The Australian Government has now implemented a series of reforms aimed at preventing illegal ‘phoenix’ activity associated with bad actors and rogue behaviour in circumstances where a company is liquidated, wound up or abandoned to avoid paying its debts.
One such reform has introduced new section 203AB[1] of the Corporations Act 2001 (Cth) for the purpose of preventing directors from abandoning a company and leaving the company without a board. Section 203AB provides that a directors resignation will not be effective if a company does not have at least one director at the end of the day a resignation is supposed to take effect, unless the resignation takes effect on or after the day the company’s winding up begins.
For the first time, this new provision has been judicially considered in the matter of Big Village Australia Pty Ltd (Administrators Appointed) [2023] FCA 48. Here, Mathew Russell Hutton and Robert Bruce Smith who were appointed as joint and several administrators of Big Village Australia Pty Ltd sought orders (under section 447A of the Act) to clarify the validity of their appointment in respect of two key issues:
- Would the last remaining director (Ms Kracht)[2] who purported to appoint the administrators (in circumstances where the company was in breach of section 201A(1) of the Act, which requires that a single director of a company must reside in Australia) invalidate their appointment as voluntary administrators?
- Would Ms Kracht’s earlier purported resignation as a director (leaving the company without a director in breach of section 203AB) and subsequent appointment of the administrators invalidate their appointment as voluntary administrators?
In the proceedings, the Administrators submitted that it was prudent that this matter be brought to the Court’s attention in the context of this application given the lack of judicial consideration of the issue and to dispel any lingering uncertainty that may affect the validity of the Administrators’ appointment.
Justice Anderson in reviewing the authorities noted that the Courts have been hesitant to express a concluded view on whether a breach of s 201A of the Act renders the appointment of a voluntary administrator ineffective but that “the better view appears to be that the fact a company has breached s 201A(1) does not affect the ability of the company to function (subject to the provisions of its constitution), and therefore does not affect its ability to appoint an administrator under s 436A of the Act”.

[Image boundary annotation data]
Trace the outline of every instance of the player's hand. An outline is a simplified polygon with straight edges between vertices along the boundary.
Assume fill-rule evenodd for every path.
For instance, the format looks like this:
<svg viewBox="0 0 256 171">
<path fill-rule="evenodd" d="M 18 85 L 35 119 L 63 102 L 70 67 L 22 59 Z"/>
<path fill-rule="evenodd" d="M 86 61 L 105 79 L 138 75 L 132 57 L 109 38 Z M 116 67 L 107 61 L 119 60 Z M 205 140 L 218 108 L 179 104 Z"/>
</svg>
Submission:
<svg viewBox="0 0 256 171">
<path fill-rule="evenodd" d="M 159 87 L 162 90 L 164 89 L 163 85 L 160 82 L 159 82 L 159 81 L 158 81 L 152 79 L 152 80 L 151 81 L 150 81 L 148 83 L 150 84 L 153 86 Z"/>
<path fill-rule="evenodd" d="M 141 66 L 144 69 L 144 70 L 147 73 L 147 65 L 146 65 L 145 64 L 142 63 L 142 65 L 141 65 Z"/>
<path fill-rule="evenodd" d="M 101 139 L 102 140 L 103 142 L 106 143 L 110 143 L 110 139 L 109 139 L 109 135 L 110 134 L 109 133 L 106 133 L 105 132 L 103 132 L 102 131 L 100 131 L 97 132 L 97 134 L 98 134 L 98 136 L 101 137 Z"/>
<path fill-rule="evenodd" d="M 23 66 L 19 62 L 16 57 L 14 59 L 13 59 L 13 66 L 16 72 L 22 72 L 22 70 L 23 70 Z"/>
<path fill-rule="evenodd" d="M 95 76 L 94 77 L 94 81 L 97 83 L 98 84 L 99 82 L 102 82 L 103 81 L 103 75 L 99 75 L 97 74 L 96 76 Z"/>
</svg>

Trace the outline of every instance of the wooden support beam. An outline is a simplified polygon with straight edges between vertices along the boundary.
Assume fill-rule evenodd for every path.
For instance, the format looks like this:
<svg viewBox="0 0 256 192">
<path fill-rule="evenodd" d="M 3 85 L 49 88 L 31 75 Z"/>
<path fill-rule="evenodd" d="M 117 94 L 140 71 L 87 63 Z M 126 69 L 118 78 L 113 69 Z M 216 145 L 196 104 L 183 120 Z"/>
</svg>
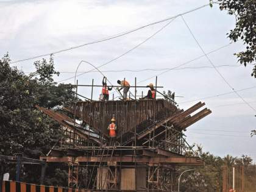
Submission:
<svg viewBox="0 0 256 192">
<path fill-rule="evenodd" d="M 177 156 L 183 157 L 183 155 L 182 155 L 180 154 L 174 153 L 171 151 L 163 150 L 162 149 L 157 149 L 157 154 L 166 156 L 166 157 L 177 157 Z"/>
<path fill-rule="evenodd" d="M 148 134 L 149 134 L 149 133 L 152 132 L 152 131 L 154 131 L 154 130 L 157 129 L 158 128 L 159 128 L 160 127 L 162 126 L 162 125 L 168 123 L 168 121 L 172 121 L 174 118 L 175 118 L 177 116 L 178 116 L 179 114 L 180 114 L 181 113 L 183 112 L 183 110 L 180 110 L 179 112 L 178 112 L 176 114 L 175 114 L 174 115 L 172 115 L 171 116 L 169 116 L 167 118 L 166 118 L 165 119 L 159 122 L 158 123 L 157 123 L 155 127 L 148 130 L 147 131 L 143 132 L 143 133 L 141 133 L 140 135 L 139 135 L 138 137 L 138 140 L 141 140 L 141 138 L 143 138 L 143 137 L 144 137 L 145 136 L 146 136 Z"/>
<path fill-rule="evenodd" d="M 154 152 L 154 151 L 149 151 L 149 150 L 143 150 L 142 151 L 142 155 L 147 156 L 147 157 L 157 157 L 159 156 Z"/>
<path fill-rule="evenodd" d="M 192 113 L 193 112 L 196 111 L 199 108 L 204 106 L 205 104 L 204 102 L 202 103 L 201 102 L 197 102 L 196 105 L 192 106 L 191 107 L 186 110 L 184 112 L 181 113 L 179 116 L 177 117 L 176 119 L 174 120 L 173 123 L 176 124 L 179 121 L 181 121 L 183 118 L 185 118 L 188 115 Z"/>
<path fill-rule="evenodd" d="M 24 157 L 22 156 L 20 157 L 20 159 L 22 164 L 46 164 L 45 162 L 38 159 Z M 0 160 L 4 160 L 6 163 L 8 163 L 9 162 L 16 162 L 17 161 L 17 157 L 0 155 Z"/>
<path fill-rule="evenodd" d="M 85 157 L 80 156 L 76 158 L 72 157 L 42 157 L 46 162 L 63 163 L 71 162 L 107 162 L 110 161 L 117 162 L 144 163 L 150 164 L 166 163 L 180 165 L 204 165 L 204 161 L 199 157 Z"/>
<path fill-rule="evenodd" d="M 211 113 L 212 113 L 212 111 L 210 110 L 205 108 L 202 111 L 201 111 L 200 112 L 191 116 L 190 119 L 188 119 L 187 121 L 184 122 L 181 125 L 181 127 L 183 129 L 188 127 L 188 126 L 190 126 L 191 124 L 195 123 L 196 121 L 198 121 L 199 120 L 204 118 L 205 116 L 207 116 Z"/>
</svg>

### BRIEF
Reproduce the passage on anti-phoenix reforms word for word from "One such reform" to "winding up begins.". The data have no connection to the passage on anti-phoenix reforms.

### RESULT OF THE EXERCISE
One such reform has introduced new section 203AB[1] of the Corporations Act 2001 (Cth) for the purpose of preventing directors from abandoning a company and leaving the company without a board. Section 203AB provides that a directors resignation will not be effective if a company does not have at least one director at the end of the day a resignation is supposed to take effect, unless the resignation takes effect on or after the day the company’s winding up begins.